▸ What is expected: Pick up the piece on elderberry syrup below and continue it from where it stops.

▸ Document passage:

+ + + + +

Elderberries are now in season, and I highly recommend taking advantage of them to combat the upcoming “tripledemic”! In case you didn’t know, elderberries have antiviral properties AND they help enhance your immune system by propping up the cytokine response (in a good way, not in the COVID-cytokine-storm way). Several papers have been published that detail both the antimicrobial activity against certain strains of Strep and the inhibition of viral replication, particularly in influenza. I could post more papers, but I think you get the point.
So how does one capitalize on the benefits of elderberries? In my house, we make elderberry syrup! If you aren’t fortunate enough to have your own elderberry bush, you most likely can source from a farm near you. It’s farmer’s market season, and I buy my elderberries from a local lady, then freeze them in one pound batches. But if you can’t find fresh ones, you can purchase dried elderberries online. My most trusted online source is Mountain Rose Herbs.
Note: raw elderberries are extremely irritating to the gastrointestinal tract. Please do not consume them without cooking them first!
Once you acquire your elderberries, you’ll need raw honey (make sure it is raw, unfiltered, and preferably local), filtered water, some fresh ginger, cloves, lemons, and cinnamon.
Combine the following in a large pot:
- 6 cups of fresh elderberries (or 3 cups dried)

+ + + + +

▸ Data supplied:
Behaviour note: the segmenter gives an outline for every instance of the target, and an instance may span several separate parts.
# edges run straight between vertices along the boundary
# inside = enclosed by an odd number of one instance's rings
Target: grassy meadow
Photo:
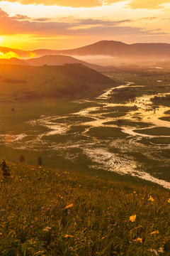
[[[7,162],[1,255],[168,255],[169,192]]]
[[[128,88],[136,97],[169,92],[168,73],[112,70],[106,75],[117,84],[110,84],[81,65],[3,67],[0,159],[6,158],[11,175],[4,178],[0,168],[0,255],[169,255],[169,191],[130,174],[96,169],[95,160],[83,150],[107,149],[125,160],[128,156],[142,171],[169,181],[169,149],[161,148],[170,144],[169,128],[149,129],[149,120],[141,121],[133,102],[127,106],[127,100],[125,105],[121,100],[120,105],[110,106],[119,104],[110,98],[103,107],[106,101],[95,98],[127,81],[142,86]],[[87,116],[74,115],[86,108],[92,110]],[[49,134],[47,126],[29,122],[43,117],[57,117],[52,123],[69,128]],[[104,125],[90,127],[95,117],[103,118]],[[160,119],[169,122],[168,117]],[[123,127],[155,137],[132,141]],[[21,144],[18,134],[27,135]],[[37,139],[40,144],[34,144]],[[19,164],[21,154],[26,161]]]

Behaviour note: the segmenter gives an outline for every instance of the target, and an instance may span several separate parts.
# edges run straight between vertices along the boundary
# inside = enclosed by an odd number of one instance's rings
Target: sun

+ + + + +

▸ Response to the exercise:
- 6 cups of filtered water
- 3 whole cloves
- 2 cinnamon sticks
- juice of two lemons
- zest of one lemon
- 2-inch knob of ginger, freshly grated
Bring to a boil, then simmer until reduced by half (about an hour). Set aside to cool. Line a strainer with cheesecloth, and don some gloves – this part will stain your hands! Strain the mixture thru the cheesecloth, then throughly wring it out to obtain every last drop of that berry goodness. Use a candy thermometer to check the temperature and once it’s below 95F, add 2 1/2 cups of raw honey. I bottle my syrup in hinged jars I bought from Amazon years ago, but you can find gorgeous ones at Ikea right now for dirt cheap. The bottle can live in the back of your fridge for about 8 weeks; then you can repeat the steps above as often as you need to get you through cold and flu season. Unfortunately, this syrup cannot be canned. The high heat of the canning process will destroy the beneficial enzymes of the raw honey. Leaving the honey out until later isn’t a solution – the acid content of the syrup is not high enough to safely can it.
Some sources recommend taking the syrup daily as a preventative, while other sources caution against this, particularly in those with autoimmune diseases as the increased immunity can exacerbate symptoms. I personally take it a few times a week or if I know I’ve been exposed to some who is ill. I also give it to my children regularly. The dose for adults is one TABLEspoon while children should receive one TEAspoon. Again, you can take this daily if you’d like as a preventative, but if you (or your children) are sick, then the frequency should be every two to three hours until your symptoms resolve. Cheers!!